Directions
From the first line below to the last, reproduce the material exactly and leave out the images.
[Start of section]
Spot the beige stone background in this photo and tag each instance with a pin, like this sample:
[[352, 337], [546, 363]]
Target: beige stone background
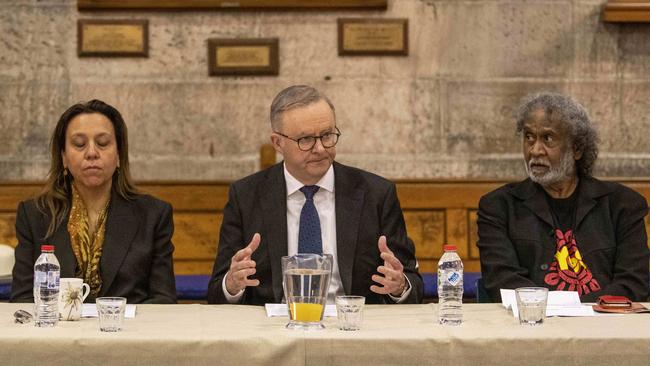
[[445, 111]]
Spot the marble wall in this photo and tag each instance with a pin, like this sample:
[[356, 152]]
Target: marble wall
[[445, 111]]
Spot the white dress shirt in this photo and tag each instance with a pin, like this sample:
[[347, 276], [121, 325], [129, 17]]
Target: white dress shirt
[[324, 200]]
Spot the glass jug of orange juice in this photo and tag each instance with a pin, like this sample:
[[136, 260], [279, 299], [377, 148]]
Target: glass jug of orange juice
[[306, 280]]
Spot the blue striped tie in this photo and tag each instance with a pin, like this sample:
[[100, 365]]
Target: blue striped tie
[[309, 238]]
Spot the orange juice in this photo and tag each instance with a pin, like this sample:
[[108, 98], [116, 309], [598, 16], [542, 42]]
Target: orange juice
[[304, 312]]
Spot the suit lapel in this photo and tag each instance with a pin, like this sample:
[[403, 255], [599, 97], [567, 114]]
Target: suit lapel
[[348, 206], [535, 200], [63, 250], [274, 206], [589, 190], [121, 225]]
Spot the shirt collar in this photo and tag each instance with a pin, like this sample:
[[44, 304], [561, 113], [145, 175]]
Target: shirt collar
[[293, 184]]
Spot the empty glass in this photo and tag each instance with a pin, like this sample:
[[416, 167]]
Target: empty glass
[[111, 313], [531, 304]]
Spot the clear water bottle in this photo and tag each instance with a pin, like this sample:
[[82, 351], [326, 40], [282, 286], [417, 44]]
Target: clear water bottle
[[450, 287], [47, 272]]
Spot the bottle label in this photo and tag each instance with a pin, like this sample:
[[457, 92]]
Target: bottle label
[[53, 280], [40, 277], [454, 278]]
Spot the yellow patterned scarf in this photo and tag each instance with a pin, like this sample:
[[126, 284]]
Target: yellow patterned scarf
[[87, 249]]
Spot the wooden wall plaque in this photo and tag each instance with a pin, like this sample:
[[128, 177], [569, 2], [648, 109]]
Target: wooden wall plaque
[[627, 11], [113, 37], [252, 56], [230, 4], [373, 36]]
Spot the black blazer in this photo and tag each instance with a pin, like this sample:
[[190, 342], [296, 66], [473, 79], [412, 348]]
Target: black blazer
[[136, 260], [366, 208], [517, 243]]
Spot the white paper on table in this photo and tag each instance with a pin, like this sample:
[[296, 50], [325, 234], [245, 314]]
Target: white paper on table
[[282, 310], [90, 311], [559, 303]]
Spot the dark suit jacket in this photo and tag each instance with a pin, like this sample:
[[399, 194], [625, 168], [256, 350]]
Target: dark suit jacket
[[136, 260], [517, 243], [366, 208]]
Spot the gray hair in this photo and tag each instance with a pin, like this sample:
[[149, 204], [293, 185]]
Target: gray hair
[[293, 97], [573, 116]]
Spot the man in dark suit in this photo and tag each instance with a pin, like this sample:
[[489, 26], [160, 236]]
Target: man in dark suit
[[561, 228], [310, 203]]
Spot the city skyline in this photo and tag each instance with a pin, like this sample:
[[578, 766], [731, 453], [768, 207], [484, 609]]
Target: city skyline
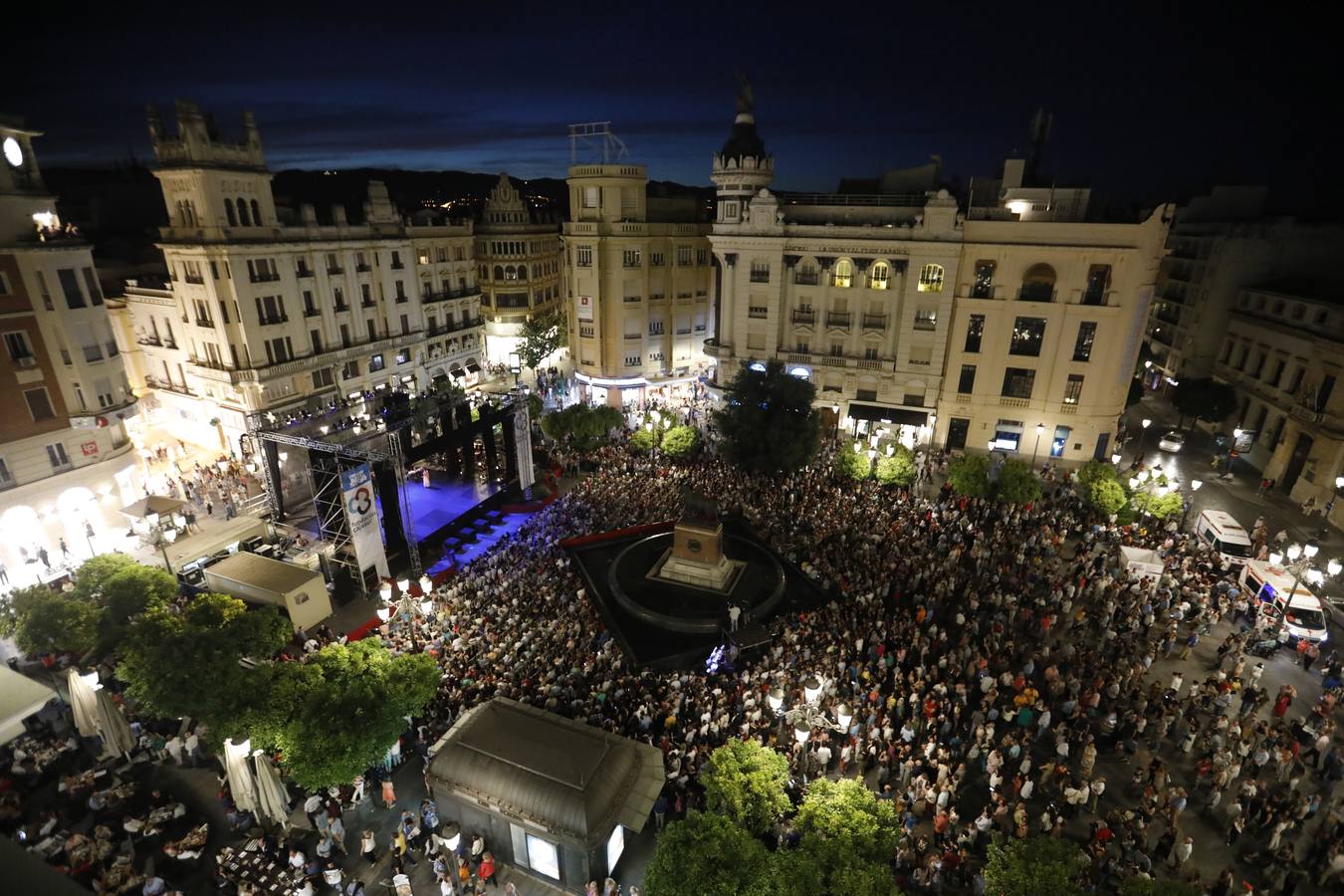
[End of section]
Answer space
Spot the beige stone background in this photo and tag each instance with a pin, like this sample:
[[352, 337], [546, 363]]
Target: beige stone background
[[445, 111]]
Spot the marble wall in this photo and tag each instance with a pin, like this sample:
[[356, 152]]
Target: marble wall
[[445, 111]]
Spot the white dress shirt in this photo and tag each instance with a pin, like this sample:
[[347, 276], [121, 325], [129, 17]]
Target: white dress shirt
[[324, 200]]
Spot the glass jug of orange juice in this photo and tag each instance with a pin, like this sample:
[[136, 260], [279, 299], [377, 148]]
Target: glass jug of orange juice
[[306, 280]]
Spot the blue striped tie in this photo and tag each instance with a pin, like this sample:
[[100, 365]]
Target: blue striped tie
[[309, 238]]
Spot the orange juice in this photo and tag each instance with a pin, like this sample:
[[108, 98], [116, 309], [598, 16], [542, 42]]
Target: orange juice
[[304, 312]]
Spot the suit lapel in this photo and tag each instance with a pin, like this sample:
[[403, 255], [599, 97], [567, 114]]
Target: suit lapel
[[348, 206], [535, 200], [63, 250], [274, 206], [589, 190], [121, 225]]
Spot the shirt collar in this photo and tag each instance with a pin, like this sample:
[[44, 304], [561, 113], [145, 175]]
Target: shirt collar
[[293, 184]]
Spot the empty glass in this photo and tag each instance with a pin, like this sample:
[[416, 167]]
Target: empty glass
[[111, 313], [531, 304]]
Spot the clear water bottle in this photo and tag each instance with a pin, like this sample:
[[82, 351], [326, 40], [282, 286], [417, 44]]
Target: clear water bottle
[[450, 287], [47, 272]]
Spot the bottle label in this photo and tag each instance with a pin, like this sample:
[[457, 92]]
Target: bottle label
[[53, 280], [40, 277], [454, 278]]
Spot the yellow patterned scarf in this photo and tag each instance with a pin, like this sample:
[[126, 284]]
Target: yellow patterned scarf
[[87, 249]]
Spot the wooden wall plaque in this photo and tag each instance with a pin, like this sample:
[[128, 177], [569, 2], [648, 109]]
Target: wooden wall plaque
[[627, 11], [113, 37], [252, 56], [230, 4], [373, 36]]
Spot the black blazer in this photo and tag each instance with a pin, like this sample:
[[190, 342], [296, 66], [473, 79], [412, 348]]
Target: black blazer
[[136, 260], [366, 208], [517, 243]]
Spot the white paper on table in this photo and tag each instance with a pin, like this sample:
[[296, 50], [325, 234], [245, 314]]
Target: white paper on table
[[282, 310], [90, 311], [559, 303]]
Spot the dark suit jacket in this photo and tag each instance with a pin, like this sample:
[[399, 194], [625, 168], [256, 350]]
Target: dark suit jacket
[[136, 260], [517, 243], [366, 208]]
Spot the gray hair in this photo and tag each instance with a pin, like this sample:
[[149, 204], [293, 185]]
Target: gray hair
[[293, 97], [573, 116]]
Spot the man in dark suit in this photo and tag each instance with a pin, like this sample:
[[489, 26], [160, 236]]
Target: man in dark suit
[[561, 228], [310, 203]]
Spot the city skyline in this photo and tag each instance with a pin, like this sample:
[[578, 766], [731, 453], [768, 207], [484, 609]]
Target: city skyline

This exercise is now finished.